§ **Exercise aim**:
Reproduce the records below in full and exactly, without their images.

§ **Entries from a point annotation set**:
#####
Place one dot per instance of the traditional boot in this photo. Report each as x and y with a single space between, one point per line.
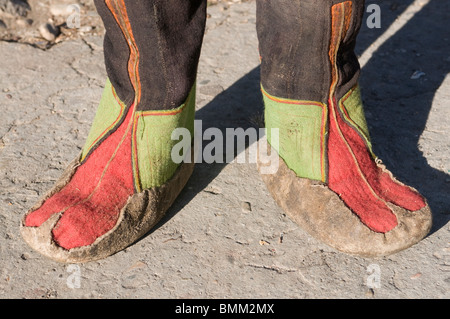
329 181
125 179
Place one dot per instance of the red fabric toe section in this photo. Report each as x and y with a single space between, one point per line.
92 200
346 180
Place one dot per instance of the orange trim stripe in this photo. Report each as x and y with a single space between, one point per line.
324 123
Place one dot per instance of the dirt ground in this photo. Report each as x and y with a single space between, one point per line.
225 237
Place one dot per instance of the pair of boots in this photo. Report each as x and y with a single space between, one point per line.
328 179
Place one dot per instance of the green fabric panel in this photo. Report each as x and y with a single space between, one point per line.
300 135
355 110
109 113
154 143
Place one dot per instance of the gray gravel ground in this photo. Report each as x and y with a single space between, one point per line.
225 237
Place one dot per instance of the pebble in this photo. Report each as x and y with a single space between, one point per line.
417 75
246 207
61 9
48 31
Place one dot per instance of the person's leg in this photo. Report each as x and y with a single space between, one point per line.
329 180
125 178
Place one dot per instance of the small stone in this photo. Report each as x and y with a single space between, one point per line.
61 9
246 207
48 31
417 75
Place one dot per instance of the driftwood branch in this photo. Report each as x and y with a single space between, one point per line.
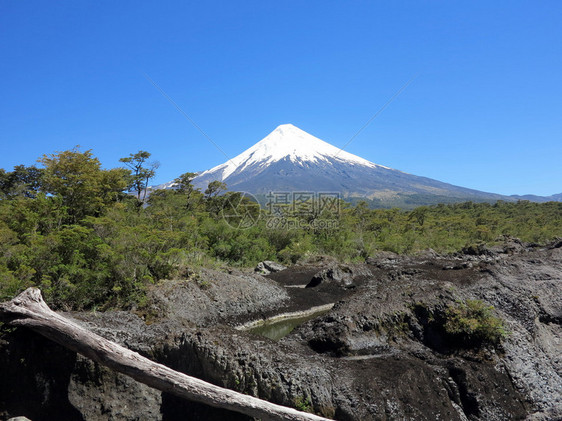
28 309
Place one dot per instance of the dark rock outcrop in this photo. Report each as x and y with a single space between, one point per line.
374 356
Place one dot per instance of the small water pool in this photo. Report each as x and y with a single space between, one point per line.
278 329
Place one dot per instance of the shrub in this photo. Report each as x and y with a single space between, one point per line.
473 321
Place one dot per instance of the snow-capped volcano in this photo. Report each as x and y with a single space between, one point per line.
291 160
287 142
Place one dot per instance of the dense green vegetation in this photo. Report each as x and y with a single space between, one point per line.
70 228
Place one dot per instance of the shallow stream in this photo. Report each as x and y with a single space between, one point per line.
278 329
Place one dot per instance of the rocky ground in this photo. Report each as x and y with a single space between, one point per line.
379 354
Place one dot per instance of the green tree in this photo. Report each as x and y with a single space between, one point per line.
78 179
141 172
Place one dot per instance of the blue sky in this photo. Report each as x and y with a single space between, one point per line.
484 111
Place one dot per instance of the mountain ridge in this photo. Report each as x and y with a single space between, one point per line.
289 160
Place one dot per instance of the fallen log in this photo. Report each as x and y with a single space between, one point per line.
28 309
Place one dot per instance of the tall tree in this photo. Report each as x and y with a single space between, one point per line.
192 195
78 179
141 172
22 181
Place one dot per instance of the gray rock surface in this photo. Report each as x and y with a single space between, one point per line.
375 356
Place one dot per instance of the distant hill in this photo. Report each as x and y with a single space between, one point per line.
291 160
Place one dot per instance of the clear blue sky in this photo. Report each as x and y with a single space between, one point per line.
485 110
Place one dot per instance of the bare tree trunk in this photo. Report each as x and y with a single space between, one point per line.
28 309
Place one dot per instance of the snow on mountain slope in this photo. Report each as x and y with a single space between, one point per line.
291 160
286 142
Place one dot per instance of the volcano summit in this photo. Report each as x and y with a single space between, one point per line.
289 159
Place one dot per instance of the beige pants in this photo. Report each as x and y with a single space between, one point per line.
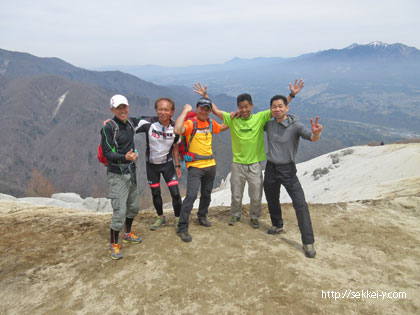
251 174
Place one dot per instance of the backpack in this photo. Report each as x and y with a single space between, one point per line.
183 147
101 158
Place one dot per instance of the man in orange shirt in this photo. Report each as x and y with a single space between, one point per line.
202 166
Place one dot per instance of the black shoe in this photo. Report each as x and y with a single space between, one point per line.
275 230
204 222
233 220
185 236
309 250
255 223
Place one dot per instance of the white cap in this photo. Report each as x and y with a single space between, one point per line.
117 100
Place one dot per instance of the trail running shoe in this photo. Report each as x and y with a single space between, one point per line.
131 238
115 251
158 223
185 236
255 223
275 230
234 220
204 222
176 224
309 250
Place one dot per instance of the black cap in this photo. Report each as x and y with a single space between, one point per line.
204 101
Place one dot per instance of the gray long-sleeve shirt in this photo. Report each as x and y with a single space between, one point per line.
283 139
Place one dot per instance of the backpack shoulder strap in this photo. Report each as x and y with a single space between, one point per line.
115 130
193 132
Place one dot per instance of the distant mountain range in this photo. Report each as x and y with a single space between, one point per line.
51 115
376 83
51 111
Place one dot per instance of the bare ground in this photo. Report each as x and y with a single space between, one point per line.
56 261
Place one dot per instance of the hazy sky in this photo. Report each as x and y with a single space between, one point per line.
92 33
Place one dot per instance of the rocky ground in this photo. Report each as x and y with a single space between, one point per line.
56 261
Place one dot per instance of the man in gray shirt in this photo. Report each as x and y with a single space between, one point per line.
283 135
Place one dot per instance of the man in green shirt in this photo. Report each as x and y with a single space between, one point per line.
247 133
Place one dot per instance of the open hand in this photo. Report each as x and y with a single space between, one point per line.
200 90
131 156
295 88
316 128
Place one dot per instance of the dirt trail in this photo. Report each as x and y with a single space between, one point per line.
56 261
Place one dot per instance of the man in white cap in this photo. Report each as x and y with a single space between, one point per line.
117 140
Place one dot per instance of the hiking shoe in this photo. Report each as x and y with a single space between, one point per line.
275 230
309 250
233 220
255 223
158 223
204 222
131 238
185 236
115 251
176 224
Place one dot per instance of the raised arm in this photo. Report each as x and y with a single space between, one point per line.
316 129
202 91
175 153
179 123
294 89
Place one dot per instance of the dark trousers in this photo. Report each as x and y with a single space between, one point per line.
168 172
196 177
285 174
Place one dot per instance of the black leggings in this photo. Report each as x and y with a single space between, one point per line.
#####
§ **Answer in full**:
Place one dot per instance of the traditional boot in this photo. Report each as x and y with a single space between, one point per line.
329 181
125 179
Place one dot per instance of the red fabric toe section in this photo. Report each as x and y with a single space between, one point per line.
92 200
346 180
Place one dot per instance of the orange trim stripe in this photo. Report each as x and y with a single space between, one point per line.
324 123
Place one dot per instance of the dirt ground in this photo. Report each as x and y with a single space between, one point per line.
225 237
Place one dot per instance of the pair of boots in this photo. Report each as x and y with a single space between, one point per line.
328 179
Place one dot per instance of the green fabric panel in this photo. Report each as x and y with a single space between, one point per line.
300 135
355 110
109 113
154 143
Place one dot per instance of the gray gravel ground in this photo. Report each as x and y with a single space between, one point per line.
225 237
Place one dot per instance of the pebble in this photo. Report each as x and y with a single space between, one point per line.
417 75
246 207
61 9
48 31
Place one dot per instance of the person's leg in this photo. Report each as x and y with a single space between, one point per line.
329 180
125 178
Place one dot per instance of the small stone in this photo. Report each as x and y with a single space between, one point per line.
61 9
246 207
48 31
417 75
Place one dot per instance of the driftwood branch in this photo. Report each as x and y with a single space between, one point per line.
28 309
Place one dot per instance of the dark rock outcrop in this photo. Report each as x and y with a single space between, one point per line.
374 356
Place one dot per instance of the small water pool in this photo. Report each as x and y with a single space between, one point per line.
278 329
Place one dot per instance of the shrub in this photo. Report each as x and y with a single space between, one point per line.
473 321
Place one dot per instance of the snow-capped volcano in this photo. Report each as x and y with a single space between, one point per line.
291 160
287 142
Place one dot per instance of the dense green vegetation in this photo. Report each as x and y with a single space between, one point per line.
70 228
Place one dot per instance of the shallow stream in this photo. Report each as x and y with a single space between, one point per line.
278 329
Place one dot per instance of the rocky ground in this photo. Report each as x and y with a single space between, one point per line.
379 354
Place one dot per instance of the green tree in this photo. Report each as x and y with a single space between, one point per line.
78 179
141 172
Place one dot per instance of the blue sky in this photo. Report each as x and y with a single space between, one point per line.
484 111
Place one dot per instance of the mountain ridge in this photo. Report each as x and y with a single space between, one point per line.
289 160
Place one dot per instance of the fallen log in this photo. Report each as x and y with a single space between, one point per line.
28 309
Place one dot per instance of the tall tree in this photo. Report each as x and y with a single space between, one point per line.
192 195
78 179
141 172
22 181
Place one dot per instance of the gray rock surface in this photo. Report each as x and y with a single space between, one point per line.
375 356
Place one dot per instance of the distant hill in this photo. Report each as x and y with a single space between, one point per line.
291 160
Place one dot per instance of the clear blue sky in this photo. Report each as x and y with a single space between, one point per line.
485 110
Place one dot per instance of the bare tree trunk in this photo. Report each as x and y with a single space between, one point per line.
28 309
Place one dot per instance of the snow on mountain slope in this photo. Report each as x and y with a single space between, one point per line.
291 160
286 142
Place one dot per instance of the volcano summit in this photo. Report each as x and y with a single space between, one point per line.
289 159
Place one dot per instance of the beige pants in this photo. Report each as x and y with a single space between, one point per line.
251 174
Place one dot per instance of the backpack in this photo. Report each as x and y with a single space between, one point per line.
183 147
101 158
Place one dot per instance of the man in orange shirt in this photo. Report each as x and y with a single space between, one point per line.
202 166
Place one dot per instance of the black shoe in this photo. Report each as x and y with a single space between, one point per line.
275 230
204 222
233 220
185 236
309 250
255 223
Place one dot per instance of the white cap in this photo. Report each as x and y with a single space between, one point per line.
117 100
Place one dot per instance of the trail running shoe in this photo. Report each as x and y with a single space between, one point per line.
131 238
115 251
158 223
185 236
255 223
275 230
234 220
204 222
176 224
309 250
Place one dot per instance of the black cap in this photo. Report each as x and y with a single space between, one point per line.
204 101
Place one dot per instance of the gray long-sleeve shirt in this photo. Report each as x and y with a single space between, one point per line.
283 139
Place one dot per instance of the backpack shoulder strap in this photo. Report each as x and y with a single space between, one point per line.
115 130
193 132
Place one dot per instance of the distant mountain range in this photo. Report each as x and y with a single space between, one point per line.
51 115
376 83
51 111
Place one dot per instance of the bare ground in this photo. Report each as x and y with a single space between, one point per line.
56 261
Place one dot per instance of the hazy sky in this photo. Report each as x and y with a single space between, one point per line.
92 33
Place one dot per instance of the rocky ground in this photo. Report each as x and y with a single space between, one point per line.
56 261
Place one dot per instance of the man in gray shirt in this photo. Report each as x and y with a single space between, one point per line.
283 135
Place one dot per instance of the man in green shirt in this photo. Report each as x and y with a single space between, one point per line.
247 133
Place one dot per instance of the open hand in this photo. Report each as x and y with a single space between, one point per line.
200 90
131 156
295 88
316 128
Place one dot per instance of the dirt trail in this photo. Report each as x and y with a single space between, one point per line.
56 261
Place one dot per instance of the man in white cap in this photo. Report each as x and y with a single space between, one point per line.
117 140
Place one dot per instance of the hiking shoe in this photo. Report each as x and y with a single space between, one point per line.
275 230
309 250
233 220
255 223
158 223
204 222
131 238
185 236
115 251
176 224
Place one dot per instance of the raised arm in this photo. Report each as x and y with a single space between, one point per line.
316 129
202 91
175 153
179 123
294 89
Place one dot per instance of the dark trousers in this photo. Report each as x and y with a single space between, one point per line.
168 172
196 177
285 174
Place one dot per instance of the black leggings in this photo. Report each as x and y with a single space between, one point per line.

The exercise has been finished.